Jobs |
(1) Reproduce the passage of the film review starting with "Yesterday I finally" and going on through "a war photographer.".
(2) According to the film review, for which magazine did Lee Miller work as a war photographer?
(3) List every actor named in the film review.
──────── Excerpted passage ────────
Yesterday I finally got to see Lee. Enjoyed would be the wrong word as her pictures of the campaign after the Normandy landings – and Dachau – were searing, but the film was impressive notably for the fine acting of Kate Winslet as Lee Miller.

The film covers one year (1945) and one aspect of Lee Miller’s extraordinary life as a war photographer.

This may be because Kate Winslet is just a few years older than Lee Miller was in 1945.

There are references to the abuse she suffered as child; to Man Ray, whose muse she was; to the Picasso set in the 1920s in Paris, but none to her marriage to an Egyptian businessman nor her success as a gourmet cook.

The film begins with an interview with her son Tony (when Lee was an old woman) and then flashes back to St Malo in 1945 and Mougins in 1938.

The main part of the film is Lee Miller as a war photographer for Vogue, insisting as a woman she can take photos and then going to Munich in order to photograph Dachau the day after it is liberated and then the famous picture of her in Hitler’s bath in his Munich flat.

The performance of Kate Winslet sustains the film. She is such a fine actress and her expressive face, especially her eyes, convey emotion so evocatively.

I was less happy with the casting of Swedish superstar Alexander Skogard as her husband – the surrealist painter Roland Penrose (surely any number of English actors could have performed this rôle?) – but it was good to see Marion Coillard as Solange d’Ayen – one of the Picasso set – and Joseph O’Connor as her son Tony. Andrea Risborough was superb as Vogue magazine editor Audrey Williams.
──────── Dataset content ────────
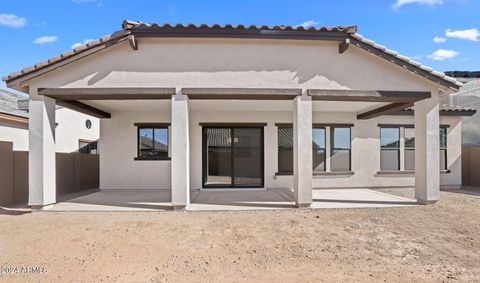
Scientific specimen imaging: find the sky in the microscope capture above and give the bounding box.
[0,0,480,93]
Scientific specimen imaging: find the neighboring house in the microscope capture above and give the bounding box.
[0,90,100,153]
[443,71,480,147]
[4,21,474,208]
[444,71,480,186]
────────
──────── Dataset content ────────
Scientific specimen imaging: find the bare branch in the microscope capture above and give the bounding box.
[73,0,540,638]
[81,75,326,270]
────────
Task-by-task solutions |
(1)
Yesterday I finally got to see Lee. Enjoyed would be the wrong word as her pictures of the campaign after the Normandy landings – and Dachau – were searing, but the film was impressive notably for the fine acting of Kate Winslet as Lee Miller.

The film covers one year (1945) and one aspect of Lee Miller’s extraordinary life as a war photographer.

(2) Vogue

(3)
Kate Winslet
Alexander Skogard
Marion Coillard
Joseph O'Connor
Andrea Risborough